▸ Problem:
Reproduce each item below character for character, with no changes.

▸ Data for processing:
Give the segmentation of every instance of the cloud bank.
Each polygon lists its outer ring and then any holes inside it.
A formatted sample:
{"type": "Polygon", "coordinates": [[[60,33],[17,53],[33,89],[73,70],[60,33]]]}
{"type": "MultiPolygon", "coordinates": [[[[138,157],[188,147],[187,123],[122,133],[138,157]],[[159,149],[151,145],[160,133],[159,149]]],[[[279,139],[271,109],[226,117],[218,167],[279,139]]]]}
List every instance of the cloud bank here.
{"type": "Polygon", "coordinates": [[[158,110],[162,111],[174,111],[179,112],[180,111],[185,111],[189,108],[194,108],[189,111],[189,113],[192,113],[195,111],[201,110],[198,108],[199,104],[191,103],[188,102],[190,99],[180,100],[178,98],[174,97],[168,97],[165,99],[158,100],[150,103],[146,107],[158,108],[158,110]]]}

▸ Response:
Give the segmentation of every instance of the cloud bank.
Each polygon lists its outer ring and then any holes inside it.
A formatted sample:
{"type": "Polygon", "coordinates": [[[60,33],[17,53],[33,89],[73,70],[60,33]]]}
{"type": "MultiPolygon", "coordinates": [[[[138,157],[188,147],[187,123],[122,133],[138,157]],[[159,149],[151,145],[160,133],[159,149]]],[[[279,139],[271,109],[226,117],[218,167],[279,139]]]]}
List every instance of the cloud bank here.
{"type": "Polygon", "coordinates": [[[158,110],[162,111],[174,111],[179,112],[180,111],[185,111],[189,108],[194,108],[189,111],[189,113],[192,113],[195,111],[201,110],[198,108],[199,104],[191,103],[188,102],[190,99],[180,100],[178,98],[174,97],[168,97],[165,99],[158,100],[150,103],[146,107],[158,108],[158,110]]]}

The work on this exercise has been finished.